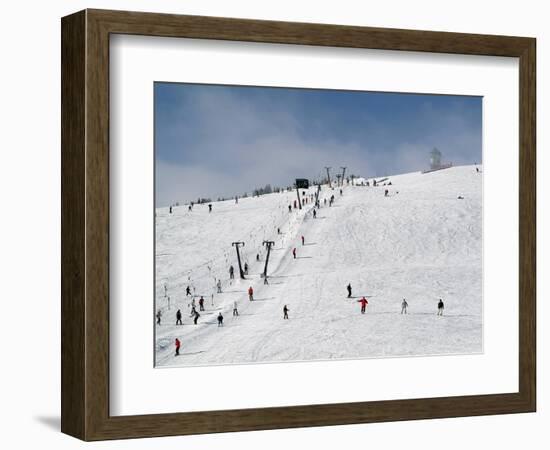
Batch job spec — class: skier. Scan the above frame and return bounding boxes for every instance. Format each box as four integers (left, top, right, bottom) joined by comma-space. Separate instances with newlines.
283, 305, 290, 319
437, 299, 445, 316
248, 286, 254, 301
193, 311, 201, 325
357, 297, 369, 314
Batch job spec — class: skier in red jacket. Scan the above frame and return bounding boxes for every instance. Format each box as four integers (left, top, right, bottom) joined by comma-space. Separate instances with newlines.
357, 297, 369, 314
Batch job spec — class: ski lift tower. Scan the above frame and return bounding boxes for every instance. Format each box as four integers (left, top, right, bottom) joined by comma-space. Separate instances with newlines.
430, 147, 441, 170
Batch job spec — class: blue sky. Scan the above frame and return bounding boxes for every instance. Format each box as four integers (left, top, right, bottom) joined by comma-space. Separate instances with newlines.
155, 83, 482, 206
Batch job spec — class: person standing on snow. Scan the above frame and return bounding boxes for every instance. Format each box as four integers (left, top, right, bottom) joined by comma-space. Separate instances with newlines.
193, 311, 201, 325
357, 297, 369, 314
437, 299, 445, 316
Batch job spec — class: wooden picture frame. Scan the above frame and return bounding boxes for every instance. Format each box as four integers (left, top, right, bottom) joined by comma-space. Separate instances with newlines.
61, 10, 536, 440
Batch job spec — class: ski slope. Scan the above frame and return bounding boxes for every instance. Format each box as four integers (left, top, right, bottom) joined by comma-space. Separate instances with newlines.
155, 166, 482, 366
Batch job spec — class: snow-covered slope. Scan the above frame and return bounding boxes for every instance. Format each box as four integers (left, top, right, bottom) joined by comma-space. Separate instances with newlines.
155, 166, 482, 366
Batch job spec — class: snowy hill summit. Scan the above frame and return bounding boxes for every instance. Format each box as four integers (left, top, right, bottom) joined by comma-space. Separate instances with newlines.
155, 166, 482, 366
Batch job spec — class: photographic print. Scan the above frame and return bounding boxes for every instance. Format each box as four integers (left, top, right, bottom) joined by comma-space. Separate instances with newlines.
152, 82, 483, 367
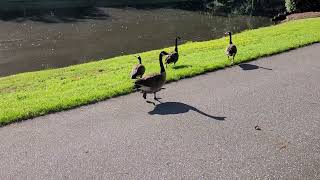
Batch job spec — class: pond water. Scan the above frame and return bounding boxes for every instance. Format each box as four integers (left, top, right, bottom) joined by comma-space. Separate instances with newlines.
0, 8, 271, 76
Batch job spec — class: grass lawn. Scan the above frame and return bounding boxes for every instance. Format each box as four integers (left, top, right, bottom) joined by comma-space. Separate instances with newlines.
0, 18, 320, 126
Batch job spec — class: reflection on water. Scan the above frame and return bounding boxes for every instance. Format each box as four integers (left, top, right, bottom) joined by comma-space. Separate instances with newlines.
0, 8, 271, 76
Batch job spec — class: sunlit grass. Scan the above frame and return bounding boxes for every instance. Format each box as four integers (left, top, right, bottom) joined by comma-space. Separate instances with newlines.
0, 18, 320, 125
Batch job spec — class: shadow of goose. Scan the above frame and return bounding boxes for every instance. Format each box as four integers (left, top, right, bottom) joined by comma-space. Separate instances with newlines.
239, 63, 272, 71
149, 102, 226, 121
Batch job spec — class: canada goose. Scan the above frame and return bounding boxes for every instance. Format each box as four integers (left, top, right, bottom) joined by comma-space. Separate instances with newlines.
225, 31, 237, 64
131, 56, 146, 79
135, 51, 168, 100
165, 37, 181, 67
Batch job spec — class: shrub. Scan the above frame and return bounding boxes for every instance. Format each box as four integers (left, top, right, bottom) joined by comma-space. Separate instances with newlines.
285, 0, 320, 12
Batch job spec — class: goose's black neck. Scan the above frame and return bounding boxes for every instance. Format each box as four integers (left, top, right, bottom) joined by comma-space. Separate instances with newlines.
174, 38, 178, 52
159, 53, 166, 73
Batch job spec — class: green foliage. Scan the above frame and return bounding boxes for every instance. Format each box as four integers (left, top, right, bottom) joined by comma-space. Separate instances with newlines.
285, 0, 320, 12
0, 18, 320, 125
286, 0, 297, 12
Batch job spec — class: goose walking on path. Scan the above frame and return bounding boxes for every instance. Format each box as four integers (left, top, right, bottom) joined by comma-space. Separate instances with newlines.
225, 31, 237, 64
131, 56, 146, 79
135, 51, 168, 100
165, 37, 181, 67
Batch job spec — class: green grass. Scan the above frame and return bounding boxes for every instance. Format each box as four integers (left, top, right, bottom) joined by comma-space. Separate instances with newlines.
0, 18, 320, 126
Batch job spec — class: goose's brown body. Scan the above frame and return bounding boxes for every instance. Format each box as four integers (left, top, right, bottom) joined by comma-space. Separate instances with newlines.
135, 51, 168, 99
226, 31, 238, 64
165, 37, 180, 66
131, 56, 146, 79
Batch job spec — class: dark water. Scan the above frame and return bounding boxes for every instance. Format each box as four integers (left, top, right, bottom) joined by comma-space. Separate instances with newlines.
0, 8, 271, 76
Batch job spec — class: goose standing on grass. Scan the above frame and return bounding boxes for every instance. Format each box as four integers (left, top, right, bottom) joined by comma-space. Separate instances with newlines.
131, 56, 146, 79
165, 37, 181, 67
225, 31, 237, 64
135, 51, 168, 100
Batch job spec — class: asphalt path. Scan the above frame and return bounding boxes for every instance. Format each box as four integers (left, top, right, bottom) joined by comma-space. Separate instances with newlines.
0, 44, 320, 180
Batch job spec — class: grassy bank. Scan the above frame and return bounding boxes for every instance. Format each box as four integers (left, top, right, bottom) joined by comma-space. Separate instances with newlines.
0, 18, 320, 125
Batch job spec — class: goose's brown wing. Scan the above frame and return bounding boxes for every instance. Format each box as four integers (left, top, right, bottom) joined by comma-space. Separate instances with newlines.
135, 73, 163, 87
226, 44, 237, 56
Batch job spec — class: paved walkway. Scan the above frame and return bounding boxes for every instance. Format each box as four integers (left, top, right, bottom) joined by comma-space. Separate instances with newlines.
0, 44, 320, 180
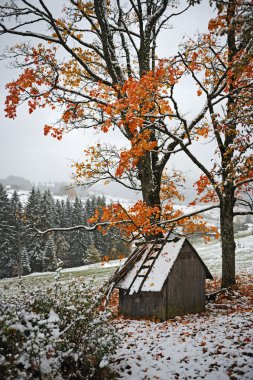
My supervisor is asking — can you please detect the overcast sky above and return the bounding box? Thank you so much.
[0,0,213,188]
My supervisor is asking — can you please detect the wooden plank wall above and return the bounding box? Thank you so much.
[166,243,206,319]
[119,242,206,320]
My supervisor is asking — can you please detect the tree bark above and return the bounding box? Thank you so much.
[220,186,236,288]
[137,152,163,240]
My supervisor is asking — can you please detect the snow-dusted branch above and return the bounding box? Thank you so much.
[33,220,129,235]
[156,204,220,226]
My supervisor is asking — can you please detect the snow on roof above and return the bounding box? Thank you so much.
[142,239,185,292]
[117,249,151,289]
[117,238,185,295]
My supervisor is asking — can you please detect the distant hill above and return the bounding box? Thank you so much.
[0,175,32,190]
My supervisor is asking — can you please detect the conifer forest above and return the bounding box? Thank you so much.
[0,185,128,278]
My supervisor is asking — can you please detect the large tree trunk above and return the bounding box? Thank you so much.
[138,152,163,240]
[220,186,236,288]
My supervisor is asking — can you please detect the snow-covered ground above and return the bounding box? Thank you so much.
[19,229,253,277]
[111,311,253,380]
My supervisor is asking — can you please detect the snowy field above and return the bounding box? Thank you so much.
[0,231,253,380]
[17,229,253,277]
[111,310,253,380]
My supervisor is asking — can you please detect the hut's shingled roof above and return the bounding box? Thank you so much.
[115,238,212,295]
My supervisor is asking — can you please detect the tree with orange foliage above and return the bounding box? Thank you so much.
[0,0,214,239]
[0,0,250,286]
[149,0,253,287]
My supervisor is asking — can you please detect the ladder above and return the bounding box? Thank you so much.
[128,240,166,292]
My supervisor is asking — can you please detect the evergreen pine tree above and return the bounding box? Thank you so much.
[43,236,57,271]
[85,245,101,264]
[10,191,25,277]
[25,188,46,272]
[70,198,89,266]
[20,247,31,275]
[0,184,15,278]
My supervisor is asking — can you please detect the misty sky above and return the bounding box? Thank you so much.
[0,0,213,188]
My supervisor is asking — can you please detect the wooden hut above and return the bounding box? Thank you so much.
[111,238,212,320]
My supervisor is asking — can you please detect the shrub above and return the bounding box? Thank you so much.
[0,278,119,380]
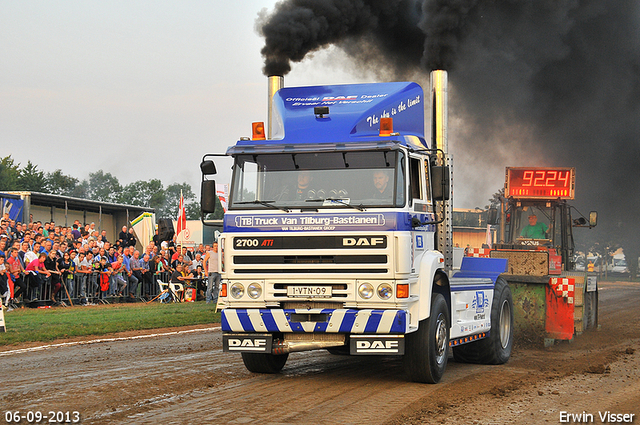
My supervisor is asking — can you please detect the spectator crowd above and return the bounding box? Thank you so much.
[0,214,220,309]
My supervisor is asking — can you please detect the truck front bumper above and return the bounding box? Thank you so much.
[221,308,409,334]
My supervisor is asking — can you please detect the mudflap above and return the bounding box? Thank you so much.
[349,335,404,356]
[222,333,273,354]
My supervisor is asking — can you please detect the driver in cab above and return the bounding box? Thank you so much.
[373,170,392,199]
[520,214,549,239]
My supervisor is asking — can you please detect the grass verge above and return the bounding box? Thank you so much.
[0,302,220,345]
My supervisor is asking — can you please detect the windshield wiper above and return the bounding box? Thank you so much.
[305,198,364,211]
[234,199,291,212]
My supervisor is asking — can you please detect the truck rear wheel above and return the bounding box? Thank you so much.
[453,277,513,364]
[403,294,450,384]
[242,353,289,373]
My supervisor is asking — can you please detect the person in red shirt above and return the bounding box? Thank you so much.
[7,248,27,299]
[25,252,51,298]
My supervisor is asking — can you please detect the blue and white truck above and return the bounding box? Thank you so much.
[201,71,513,383]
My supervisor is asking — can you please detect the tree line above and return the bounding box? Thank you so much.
[0,155,222,220]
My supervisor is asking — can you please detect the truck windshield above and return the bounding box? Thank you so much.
[229,150,405,209]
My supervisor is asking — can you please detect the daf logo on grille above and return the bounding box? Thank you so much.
[342,237,384,246]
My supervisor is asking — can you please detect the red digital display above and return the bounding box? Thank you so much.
[505,167,575,199]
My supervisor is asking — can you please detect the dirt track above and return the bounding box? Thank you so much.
[0,282,640,424]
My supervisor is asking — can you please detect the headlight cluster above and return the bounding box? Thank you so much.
[358,282,393,300]
[230,282,262,300]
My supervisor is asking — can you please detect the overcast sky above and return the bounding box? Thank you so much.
[0,0,501,207]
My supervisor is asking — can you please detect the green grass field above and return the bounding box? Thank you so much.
[0,302,220,345]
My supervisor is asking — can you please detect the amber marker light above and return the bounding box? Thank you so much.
[396,283,409,298]
[251,122,266,140]
[380,118,393,136]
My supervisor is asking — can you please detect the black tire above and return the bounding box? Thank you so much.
[453,277,513,364]
[242,353,289,373]
[402,294,451,384]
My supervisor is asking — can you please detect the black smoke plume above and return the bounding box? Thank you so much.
[258,0,640,268]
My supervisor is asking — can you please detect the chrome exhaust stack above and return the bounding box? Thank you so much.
[267,75,284,139]
[430,70,449,158]
[430,70,453,273]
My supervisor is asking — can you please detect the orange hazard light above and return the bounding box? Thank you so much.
[251,122,266,140]
[396,283,409,298]
[380,118,393,136]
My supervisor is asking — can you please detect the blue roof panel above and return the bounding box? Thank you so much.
[238,82,426,147]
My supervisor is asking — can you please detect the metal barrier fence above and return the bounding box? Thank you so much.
[23,271,169,307]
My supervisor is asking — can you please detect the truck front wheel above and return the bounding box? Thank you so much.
[242,353,289,373]
[403,294,450,384]
[453,277,513,364]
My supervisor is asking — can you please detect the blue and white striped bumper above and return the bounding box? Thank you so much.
[222,308,409,334]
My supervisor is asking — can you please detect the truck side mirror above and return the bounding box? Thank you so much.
[200,160,217,175]
[589,211,598,227]
[431,165,451,201]
[200,179,216,215]
[487,207,498,226]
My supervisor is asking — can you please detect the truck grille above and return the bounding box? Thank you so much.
[227,234,392,278]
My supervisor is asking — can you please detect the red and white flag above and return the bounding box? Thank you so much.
[176,191,187,236]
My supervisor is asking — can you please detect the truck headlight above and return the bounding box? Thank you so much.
[358,283,373,300]
[229,283,244,299]
[378,283,393,300]
[247,282,262,300]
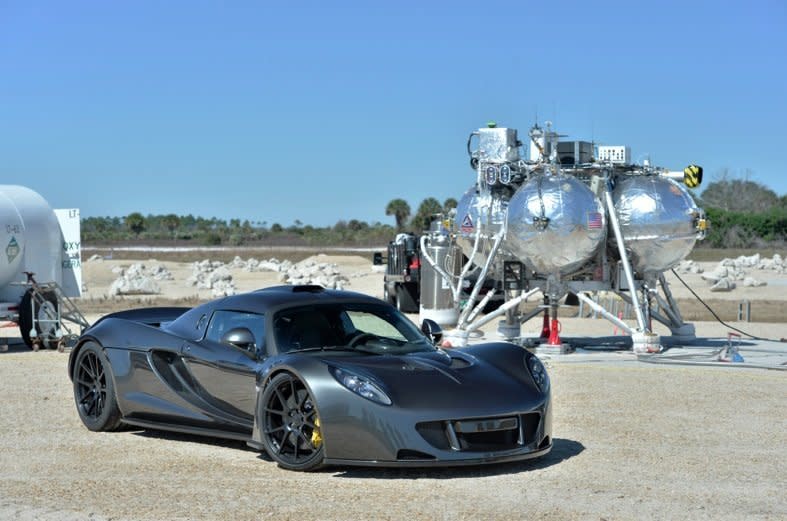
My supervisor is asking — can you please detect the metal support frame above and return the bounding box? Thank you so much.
[13,273,90,351]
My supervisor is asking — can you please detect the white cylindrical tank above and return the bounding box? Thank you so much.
[506,174,607,275]
[611,176,701,274]
[0,185,63,302]
[419,230,462,327]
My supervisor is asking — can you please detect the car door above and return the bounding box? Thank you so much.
[181,310,265,428]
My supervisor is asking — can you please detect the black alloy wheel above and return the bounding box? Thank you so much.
[72,342,121,431]
[262,373,324,471]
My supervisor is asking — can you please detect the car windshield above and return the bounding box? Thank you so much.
[273,303,435,355]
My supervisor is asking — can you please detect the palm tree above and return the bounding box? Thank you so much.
[443,197,459,213]
[126,212,145,237]
[385,199,410,232]
[412,197,443,232]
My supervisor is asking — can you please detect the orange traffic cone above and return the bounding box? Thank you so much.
[547,318,563,346]
[541,308,550,338]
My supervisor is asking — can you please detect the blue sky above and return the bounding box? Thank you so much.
[0,0,787,225]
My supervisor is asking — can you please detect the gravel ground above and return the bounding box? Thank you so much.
[0,345,787,520]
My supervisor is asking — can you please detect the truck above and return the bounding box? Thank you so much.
[373,233,421,313]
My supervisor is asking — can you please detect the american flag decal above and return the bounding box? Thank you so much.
[459,215,475,233]
[588,212,604,230]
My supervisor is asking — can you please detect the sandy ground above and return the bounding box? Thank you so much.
[0,252,787,520]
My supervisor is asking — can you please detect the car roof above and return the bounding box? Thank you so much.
[167,285,383,340]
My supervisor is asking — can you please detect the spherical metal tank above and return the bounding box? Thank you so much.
[506,174,607,275]
[455,185,508,266]
[0,185,63,302]
[611,176,700,274]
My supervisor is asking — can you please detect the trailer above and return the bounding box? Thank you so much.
[0,185,89,350]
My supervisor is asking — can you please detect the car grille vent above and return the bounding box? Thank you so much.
[450,356,470,369]
[415,412,541,452]
[396,449,437,461]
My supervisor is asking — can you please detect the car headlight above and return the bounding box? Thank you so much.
[527,356,549,393]
[331,367,391,405]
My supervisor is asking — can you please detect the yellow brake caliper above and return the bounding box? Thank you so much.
[311,418,322,449]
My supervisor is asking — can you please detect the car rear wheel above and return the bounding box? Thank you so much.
[262,373,324,471]
[72,342,121,431]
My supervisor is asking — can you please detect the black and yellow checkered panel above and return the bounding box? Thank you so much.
[683,165,702,188]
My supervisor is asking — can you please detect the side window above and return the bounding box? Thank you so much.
[205,310,265,352]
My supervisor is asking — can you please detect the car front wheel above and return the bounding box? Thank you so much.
[260,373,324,471]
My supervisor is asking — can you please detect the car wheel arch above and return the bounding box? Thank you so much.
[68,336,104,381]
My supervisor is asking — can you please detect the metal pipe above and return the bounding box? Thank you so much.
[467,288,495,322]
[451,226,481,308]
[457,230,503,329]
[604,176,649,331]
[466,288,541,331]
[576,293,634,335]
[421,235,458,301]
[659,273,683,327]
[519,306,542,324]
[651,294,683,327]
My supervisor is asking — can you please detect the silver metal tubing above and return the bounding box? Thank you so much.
[421,235,461,302]
[457,230,503,328]
[659,273,683,326]
[651,294,683,327]
[467,288,495,322]
[465,288,541,331]
[576,293,634,334]
[608,179,649,331]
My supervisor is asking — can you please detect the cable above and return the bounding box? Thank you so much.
[672,268,782,342]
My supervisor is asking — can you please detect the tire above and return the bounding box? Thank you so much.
[396,283,418,313]
[19,289,59,349]
[71,342,122,432]
[383,283,396,306]
[259,373,325,472]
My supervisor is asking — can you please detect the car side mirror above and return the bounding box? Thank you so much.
[221,327,256,353]
[421,318,443,345]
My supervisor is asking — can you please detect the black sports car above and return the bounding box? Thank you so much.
[68,286,552,470]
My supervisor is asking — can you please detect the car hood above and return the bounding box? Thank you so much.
[326,351,544,416]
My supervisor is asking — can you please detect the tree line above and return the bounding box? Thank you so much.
[82,175,787,248]
[82,197,457,246]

----------------

CONSIGNE:
Dans la liste, reprenez s'il vous plaît tout ce qui va de la ligne contenant "the black alloy" jusqu'à la ligne contenant "[611,176,700,274]", ces deux lignes comprises. Renommez "traffic cone" en "safety cone" et laissez tout le reste inchangé.

RÉPONSE:
My supervisor is asking — can you please detect the black alloy wheel above and return the bounding box? Thank you so much.
[72,342,121,431]
[262,373,324,471]
My supervisor is asking — can you please detect the car windshield above and return the bounding box? Thank you so much.
[273,303,435,355]
My supervisor is asking — can you please detect the palm tree above and return the bounding box? Thank you so much.
[443,197,459,213]
[126,212,145,237]
[385,199,410,232]
[412,197,443,232]
My supervisor is asking — can you please detect the orange safety cone above and return the bounding box? Thank you so much.
[547,318,563,346]
[541,308,550,338]
My supervisor is asking — can you please detect the blue sky above and return the bounding box? Thank you so much.
[0,0,787,225]
My supervisor is asking — can you please detect the gravel ground above and return the bounding box? Thank you so much.
[0,345,787,520]
My supervisor is asking — can you please detect the truck above and return the bounding box? Thank you so much.
[373,233,421,313]
My supervisor is asking — can you please detect the american flag decal above and return the bounding box? Thank you so much.
[459,215,475,233]
[588,212,604,230]
My supervisor is asking — can you please detect the sandy ground above and return the bounding box? Thank you so much.
[0,252,787,520]
My supervisor is asking — can you please detect the car roof above and return the bounding box? Thank you so much.
[167,285,383,340]
My supervisor is asking — can you please detect the spherical metal tank above and return the bounding box? Thank you so much.
[506,174,607,275]
[455,185,508,266]
[0,185,63,302]
[611,176,700,274]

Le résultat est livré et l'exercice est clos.